Copy every line of the data below, changing nothing.

┌──

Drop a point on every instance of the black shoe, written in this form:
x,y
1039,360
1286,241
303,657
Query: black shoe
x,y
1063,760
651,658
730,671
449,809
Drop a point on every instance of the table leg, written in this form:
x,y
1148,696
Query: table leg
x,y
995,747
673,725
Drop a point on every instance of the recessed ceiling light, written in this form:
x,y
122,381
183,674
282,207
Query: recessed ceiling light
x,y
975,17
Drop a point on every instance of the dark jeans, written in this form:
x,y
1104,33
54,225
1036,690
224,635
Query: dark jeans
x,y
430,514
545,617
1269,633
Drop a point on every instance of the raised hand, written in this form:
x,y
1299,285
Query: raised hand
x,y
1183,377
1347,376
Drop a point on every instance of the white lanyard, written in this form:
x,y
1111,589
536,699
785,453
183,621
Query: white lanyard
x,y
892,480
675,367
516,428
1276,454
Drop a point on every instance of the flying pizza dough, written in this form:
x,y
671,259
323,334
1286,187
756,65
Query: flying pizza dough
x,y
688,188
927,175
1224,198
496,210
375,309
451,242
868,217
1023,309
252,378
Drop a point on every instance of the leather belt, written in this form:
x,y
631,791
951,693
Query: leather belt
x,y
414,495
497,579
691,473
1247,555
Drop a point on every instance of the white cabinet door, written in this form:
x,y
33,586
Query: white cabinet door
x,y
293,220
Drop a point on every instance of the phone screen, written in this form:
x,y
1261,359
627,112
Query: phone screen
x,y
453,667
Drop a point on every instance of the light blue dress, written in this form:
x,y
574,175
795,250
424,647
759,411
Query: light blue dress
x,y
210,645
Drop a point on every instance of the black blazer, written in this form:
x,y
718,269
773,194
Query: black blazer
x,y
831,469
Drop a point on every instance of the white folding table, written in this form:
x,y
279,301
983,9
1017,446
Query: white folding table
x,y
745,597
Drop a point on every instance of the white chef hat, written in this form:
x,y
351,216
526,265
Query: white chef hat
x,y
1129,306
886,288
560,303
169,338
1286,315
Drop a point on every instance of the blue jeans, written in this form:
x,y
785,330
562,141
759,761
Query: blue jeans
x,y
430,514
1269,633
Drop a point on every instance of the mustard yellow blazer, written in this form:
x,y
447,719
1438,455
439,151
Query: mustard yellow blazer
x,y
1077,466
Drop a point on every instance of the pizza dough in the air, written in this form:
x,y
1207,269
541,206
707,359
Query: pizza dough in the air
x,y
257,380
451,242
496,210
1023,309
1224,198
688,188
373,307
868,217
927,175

└──

→ **Answer to the task**
Drop a point on every instance of the black shoe, written in this form:
x,y
1039,360
1286,241
303,657
Query: black shoe
x,y
1063,760
651,658
730,671
449,809
Drop a point on every instance of the table leg, written in this form:
x,y
1148,696
Query: table leg
x,y
995,747
673,725
Drop a point on every instance of the recessed ceiling light, written in this form:
x,y
122,381
183,674
282,207
Query: recessed ceiling light
x,y
975,17
Drop a point on every instance of the dark jeans, written in this form:
x,y
1104,33
54,225
1036,690
224,635
Query: dark jeans
x,y
430,514
545,617
1269,633
Drop a point on every instance of the raised hand, written in this form:
x,y
1299,285
Query: raised hand
x,y
1183,377
1347,376
Drop a point on every instance of the white lanyard, written in this form:
x,y
1111,589
536,699
785,453
183,621
Query: white lanyard
x,y
892,480
675,367
516,428
1276,454
Drop a point on every instance of the flying pizza dough, written in this form:
x,y
671,259
323,334
1286,187
756,65
Query: flying pizza dough
x,y
688,188
927,175
1224,198
496,210
375,309
451,242
868,217
1023,309
252,378
Drop a point on every instance of the leather belt, written in this form:
x,y
631,791
951,693
Query: leather belt
x,y
414,495
497,579
691,473
1247,555
Drop a point on every instance of the white cabinet door, written in this form:
x,y
33,586
Query: white cabinet door
x,y
293,220
Drop a point on every instance of the phone screen, written in this form:
x,y
1261,359
627,112
Query: phone screen
x,y
453,667
Drop a point on every instance of the light blue dress, written in this form:
x,y
574,175
795,250
424,647
759,411
Query: light blue dress
x,y
210,645
Drop a point on every instance of the black blazer, written in this form:
x,y
718,269
773,194
Query: black blazer
x,y
831,469
Drop a point on every instance of the white folding table, written in this form:
x,y
279,301
983,9
1017,446
Query: white folding table
x,y
745,597
Drop a point on every instance of the white chef hat, written in this form:
x,y
351,216
526,265
Query: white chef hat
x,y
1129,306
886,288
560,303
169,338
1286,315
Drop a point on every instance of the blue jeans, written in this form:
x,y
785,330
562,141
759,761
Query: blue jeans
x,y
430,514
1269,633
Drop a point on every instance of the mustard yellow blazer, written in this form:
x,y
447,719
1438,455
439,151
Query: mustard yellow blazer
x,y
1077,466
Drop a point on every instance of the pizza dough in the air, written in this form:
x,y
1207,269
541,206
707,359
Query: pizza dough in the air
x,y
257,380
451,242
496,210
1023,309
1224,198
688,188
373,307
868,217
927,175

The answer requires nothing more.